**PROBLEM REQUIREMENTS:**
Below is a block of records; reproduce all of them exactly and leave out any pictures.

Entries from a pointing dataset
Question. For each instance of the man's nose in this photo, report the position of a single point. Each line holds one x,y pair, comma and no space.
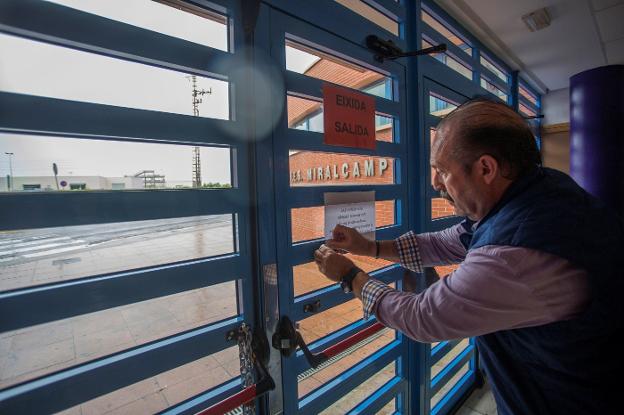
436,183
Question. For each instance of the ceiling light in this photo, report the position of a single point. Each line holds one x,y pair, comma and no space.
537,20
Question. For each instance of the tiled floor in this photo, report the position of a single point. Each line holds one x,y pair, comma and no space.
481,402
34,351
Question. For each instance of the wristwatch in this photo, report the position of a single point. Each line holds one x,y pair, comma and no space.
346,282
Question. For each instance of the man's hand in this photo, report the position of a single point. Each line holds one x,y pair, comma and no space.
351,240
332,264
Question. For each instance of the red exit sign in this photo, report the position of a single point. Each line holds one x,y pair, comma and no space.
349,118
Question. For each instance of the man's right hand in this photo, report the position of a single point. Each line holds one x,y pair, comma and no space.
351,240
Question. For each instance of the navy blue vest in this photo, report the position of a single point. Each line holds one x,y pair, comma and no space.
566,367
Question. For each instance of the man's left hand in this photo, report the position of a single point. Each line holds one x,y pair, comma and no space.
332,264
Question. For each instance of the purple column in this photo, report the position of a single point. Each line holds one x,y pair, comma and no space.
597,133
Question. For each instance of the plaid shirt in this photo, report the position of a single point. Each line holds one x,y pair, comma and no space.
409,256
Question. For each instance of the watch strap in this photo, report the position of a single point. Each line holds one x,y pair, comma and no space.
346,282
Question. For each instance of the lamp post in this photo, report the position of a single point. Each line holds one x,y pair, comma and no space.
10,181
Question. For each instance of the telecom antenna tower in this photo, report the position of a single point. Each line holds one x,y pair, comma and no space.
197,93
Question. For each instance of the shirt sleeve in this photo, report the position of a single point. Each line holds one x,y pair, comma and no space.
430,249
495,288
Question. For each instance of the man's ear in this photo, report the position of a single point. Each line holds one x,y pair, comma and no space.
487,167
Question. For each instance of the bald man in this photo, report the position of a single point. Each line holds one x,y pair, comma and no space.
539,276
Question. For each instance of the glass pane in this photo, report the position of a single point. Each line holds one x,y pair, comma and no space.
313,168
89,77
440,106
307,278
47,255
451,62
45,348
361,392
528,95
311,380
306,114
526,111
446,31
108,165
320,65
490,87
441,208
452,354
446,388
308,223
166,389
177,19
375,16
494,68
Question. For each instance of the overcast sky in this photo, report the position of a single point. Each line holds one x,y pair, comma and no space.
38,68
42,69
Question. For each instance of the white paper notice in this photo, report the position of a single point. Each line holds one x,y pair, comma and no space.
359,213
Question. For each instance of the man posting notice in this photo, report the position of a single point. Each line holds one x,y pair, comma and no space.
540,273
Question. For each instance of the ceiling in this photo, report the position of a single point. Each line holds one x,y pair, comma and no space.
583,34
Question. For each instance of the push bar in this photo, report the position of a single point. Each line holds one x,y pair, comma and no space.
287,338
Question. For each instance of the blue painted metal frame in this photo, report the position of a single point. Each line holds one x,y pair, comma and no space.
352,26
451,369
433,76
460,389
473,61
284,27
71,28
389,391
334,389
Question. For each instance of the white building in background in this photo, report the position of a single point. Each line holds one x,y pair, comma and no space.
48,183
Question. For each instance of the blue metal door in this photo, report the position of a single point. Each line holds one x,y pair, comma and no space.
371,375
118,285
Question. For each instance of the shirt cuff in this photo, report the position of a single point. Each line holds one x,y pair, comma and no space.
409,252
372,291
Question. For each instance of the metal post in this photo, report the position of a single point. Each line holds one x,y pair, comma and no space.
10,181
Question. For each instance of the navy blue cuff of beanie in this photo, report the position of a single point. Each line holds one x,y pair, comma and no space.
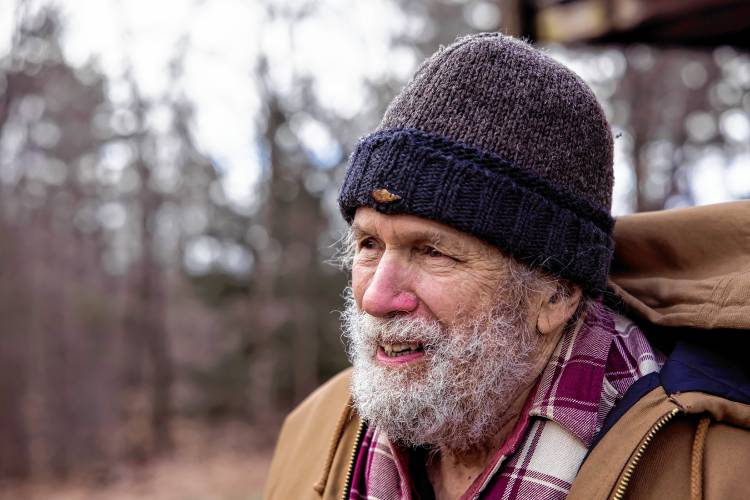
448,181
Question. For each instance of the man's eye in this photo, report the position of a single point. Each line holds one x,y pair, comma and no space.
367,244
432,252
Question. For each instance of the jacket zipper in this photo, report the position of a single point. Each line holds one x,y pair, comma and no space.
630,468
350,470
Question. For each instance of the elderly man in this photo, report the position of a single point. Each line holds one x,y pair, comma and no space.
485,363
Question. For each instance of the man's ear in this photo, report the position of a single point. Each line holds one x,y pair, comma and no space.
557,307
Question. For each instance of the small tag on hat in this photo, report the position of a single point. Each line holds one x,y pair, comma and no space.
384,196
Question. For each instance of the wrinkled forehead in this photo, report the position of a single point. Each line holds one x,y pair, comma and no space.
402,229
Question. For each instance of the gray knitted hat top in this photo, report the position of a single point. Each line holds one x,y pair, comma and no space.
498,140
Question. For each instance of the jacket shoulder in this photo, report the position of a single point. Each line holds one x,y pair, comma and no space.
309,439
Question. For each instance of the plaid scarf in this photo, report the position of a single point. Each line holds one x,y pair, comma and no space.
589,371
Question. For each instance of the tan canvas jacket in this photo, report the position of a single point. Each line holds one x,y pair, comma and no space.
677,268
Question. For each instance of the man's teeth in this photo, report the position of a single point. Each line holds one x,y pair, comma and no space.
394,350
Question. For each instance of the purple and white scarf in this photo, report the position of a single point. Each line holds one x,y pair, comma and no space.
589,372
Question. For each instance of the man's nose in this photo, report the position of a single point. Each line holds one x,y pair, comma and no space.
388,291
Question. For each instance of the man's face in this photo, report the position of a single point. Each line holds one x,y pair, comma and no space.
440,340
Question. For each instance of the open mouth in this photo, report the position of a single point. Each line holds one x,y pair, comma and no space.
400,353
398,350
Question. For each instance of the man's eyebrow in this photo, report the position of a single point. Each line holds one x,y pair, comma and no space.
357,230
427,235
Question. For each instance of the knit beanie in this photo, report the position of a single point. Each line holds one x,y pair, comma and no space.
496,139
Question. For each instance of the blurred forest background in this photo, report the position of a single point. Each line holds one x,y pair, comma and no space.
165,227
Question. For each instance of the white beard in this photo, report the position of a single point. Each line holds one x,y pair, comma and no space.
457,395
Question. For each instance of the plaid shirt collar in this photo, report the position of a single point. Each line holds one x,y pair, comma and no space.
589,371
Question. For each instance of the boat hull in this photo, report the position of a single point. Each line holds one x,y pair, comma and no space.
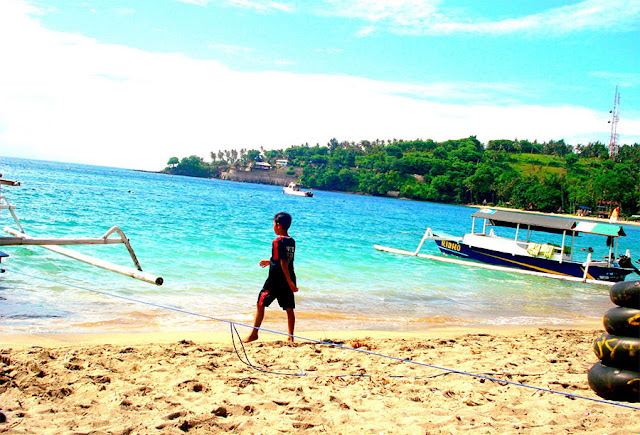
601,272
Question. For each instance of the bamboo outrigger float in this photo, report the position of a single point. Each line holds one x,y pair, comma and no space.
20,238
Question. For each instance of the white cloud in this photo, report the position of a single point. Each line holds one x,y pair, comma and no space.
70,98
428,17
258,5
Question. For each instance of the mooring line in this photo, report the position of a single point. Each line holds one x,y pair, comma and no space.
368,352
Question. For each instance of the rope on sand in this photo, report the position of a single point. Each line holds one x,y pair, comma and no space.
368,352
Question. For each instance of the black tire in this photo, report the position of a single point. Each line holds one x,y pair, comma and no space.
619,352
614,384
622,321
626,294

**RESULT OF THE EXERCISE:**
Question. For each instance of the man's nose in this photo, report the position of a single point. Each line holds one x,y pair, comma and no space.
436,183
Question. For each instance of the ceiling light in this photo, report the position of a single point. Each line holds one x,y pair, comma and no space.
537,20
Question. For each instance of the tiled floor in this photo, report the position of a single point. Each line holds one x,y pair, comma and no space.
481,402
34,351
Question. For each instance of the wristwatch in this photo, report the position of a single point. Each line holds one x,y pair, comma and no space.
346,282
Question. For each instance of the man's hand in this photo, report the position of a single point. Each line holds one x,y pair, comma and no space.
351,240
332,264
Question. For each instance of the red exit sign in this photo, report the position of a single point. Each line holds one x,y pair, comma and no space.
349,118
Question. For each instance of the man's right hand in this photo, report the position of a single point. Each line holds one x,y pair, comma and no space.
351,240
Question. For each instance of the navy blue vest in this photo, report the position of a single point. Each line holds one x,y pair, comma and no space.
566,367
Question. For each instance of the man's left hand in this photo, report the position of a single point. Each line holds one x,y pair, comma and no space.
332,264
Question. For each instance of the purple column in this photo, report the position of a single point. Each line holds one x,y pair, comma and no space.
597,133
Question. For each instance of the plaid shirt in this photo, report the position of a single point. Each line holds one x,y pair, comma and no space.
409,256
Question. For each instance of the watch strap in this photo, report the position of a single point. Each line holds one x,y pair, comma and no space.
346,282
Question. For each instance of the lamp post in this photo, report the position of a single point. Each line holds one x,y pair, comma and no space.
10,181
Question. For each instance of the telecom antenna tower in this photo, report the position of a single point. Each line holds one x,y pair, comma and no space.
197,93
Question. For each instance of the shirt sleeve in this photo, report the position of a single point. Each line holds one x,y pair, comma and no space.
430,249
495,288
Question. For each instance of the man's ear in this photo, report the position of a single point. Each line holds one x,y pair, comma and no space.
487,167
Question. For each instance of the bald man in this photo, report the position of a single point. Each line holds one x,y pair, comma and no space.
539,276
Question. For each instance of the glass pane in this photo, report the position of a single point. Each line holds one x,y pair, comma and no space.
313,168
89,77
440,106
307,278
47,255
451,62
45,348
361,392
528,95
311,380
306,114
526,111
446,31
108,165
320,65
490,87
441,208
452,354
446,388
308,223
166,389
177,19
375,16
494,68
Question. For each instance of the overcast sky in this photo, report the position of a single point. Each line holds one x,y pair, comma and no space.
38,68
42,69
Question. For each instance of the white paper notice in this photo, report the position of a single point. Each line holds one x,y pair, comma and no space.
359,213
Question. For each instance of the man posting notice in this photo, report the position of a single point. Each line holds one x,y pair, comma and no space.
540,273
Question. For each instance of the ceiling in this photo, report the position of a single point. Each line holds one x,y pair, comma and no space.
583,34
Question. For each instance of the push bar in this photo, report the position of a single point. Each line holds one x,y pair, comma and no space.
287,338
Question. For each instance of the blue painted metal frame in this photo, report the position of a single point. Each line holds one x,y pair, comma and no space.
352,26
451,369
433,76
460,389
473,61
284,27
71,28
389,391
334,389
Question. For each instance of the white building in background in this photo, report the position of a single point. Each line holds one x,y pair, comma and no space.
48,183
Question. For each instance of the blue metal door in this photo, report the position of a single point. Each line holds one x,y pair, comma and no space.
371,375
118,285
Question. For each instance of the shirt cuff in this photo, report the position of a single point. Each line holds one x,y pair, comma and no space.
409,252
372,291
Question. For each instance of the metal post in this photo, report the position of a single point. Each line holds one x,y pair, comma and no space.
10,181
Question. For each instance of the navy blue cuff of beanie in this photo, report the position of a single point. Each line holds one x,y pair, comma and no space.
448,181
Question. For each instance of the man's eye in this photo, report the position of a single point. Each line holds one x,y pair, comma and no space.
367,244
432,252
Question. For each instance of the jacket zipper in this photo, report the position of a single point. Each line holds one x,y pair, comma and no space.
630,468
350,470
Question. For each instance of the elderly man in this photo, report the position of a single point. Each line holds one x,y pair, comma and no space.
485,363
Question. For each instance of the man's ear in this photo, report the position of a single point. Each line holds one x,y pair, comma and no space.
557,307
Question. For each instance of the small tag on hat in this photo, report the position of a single point. Each line holds one x,y pair, comma and no space.
384,196
Question. For each instance of the wrinkled forehead in this photo, report the position of a single point. Each line holds one x,y pair, comma and no space.
402,229
Question. For each instance of the gray knitted hat top in this photo, report the position of a single point. Each line holds one x,y pair, comma and no space.
498,140
Question. For each instance of the jacket shoulder in this photo, report the position of a single point. Each line holds one x,y pair, comma and no space.
309,439
Question. For each instance of the plaid scarf in this photo, report the position of a single point. Each line holds one x,y pair, comma and no space.
589,371
Question. For each instance of the tan canvas jacket in this photo, report the position of a single point. Each line holds one x,y pair, comma and no space.
677,268
Question. For each instance of the man's teeth in this photo, report the position of a single point. Each line holds one x,y pair, comma and no space.
394,350
Question. For each instance of the purple and white scarf in this photo, report the position of a single point. Each line holds one x,y pair, comma and no space.
589,372
Question. For each instance of the man's nose in this photo, report the position of a single point. Each line holds one x,y pair, comma and no space.
388,291
Question. For each instance of the man's face in this photo, report the position of a single point. Each line holds one x,y pair, comma and no space.
440,340
Question. For each instance of the open mouth in this photo, report the position of a single point. Each line holds one x,y pair, comma and no space.
400,353
398,350
Question. For each instance of the man's eyebrow in this photo, report the position of a single point. Each line holds one x,y pair, comma and no space.
357,230
427,235
Question. For each instance of the knit beanie in this photo, report the position of a single point. Each line holds one x,y pair, comma and no space.
496,139
Question. For each instance of the blurred forest background in this photo, report the position of a single point. Each line holds one x,y pair, comma and no space.
165,227
Question. For each instance of the white beard in this photo, report the position of a single point. Each line holds one x,y pair, comma and no space.
457,395
Question. For each instance of the plaid shirt collar in this photo, report the position of a single point. Each line holds one x,y pair, comma and no space.
589,371
Question. For each instance of the boat hull in this photo, report the position of a single point. Each line holds one x,y pair, comma and no space.
601,272
Question. For each instance of the bamboo outrigger float in this photo, report the position of a single point. Each line holds one x,y pair, comma and no space.
20,238
Question. For each instance of the white cloud in this photo, report the position of a single point. Each line holds one x,y pair, comma and no space.
70,98
428,17
258,5
Question. For each instance of the mooring line in this photo, report the position of a single point. Each line holds one x,y pair, comma and no space.
368,352
Question. For each instance of the rope on sand in this photo, report the position of a single point. Each line holds one x,y pair, comma and no space.
368,352
Question. For each instance of the black tire in this photo, report the position of a single point. Each line holds one x,y pair, comma and no space.
619,352
614,384
622,321
626,294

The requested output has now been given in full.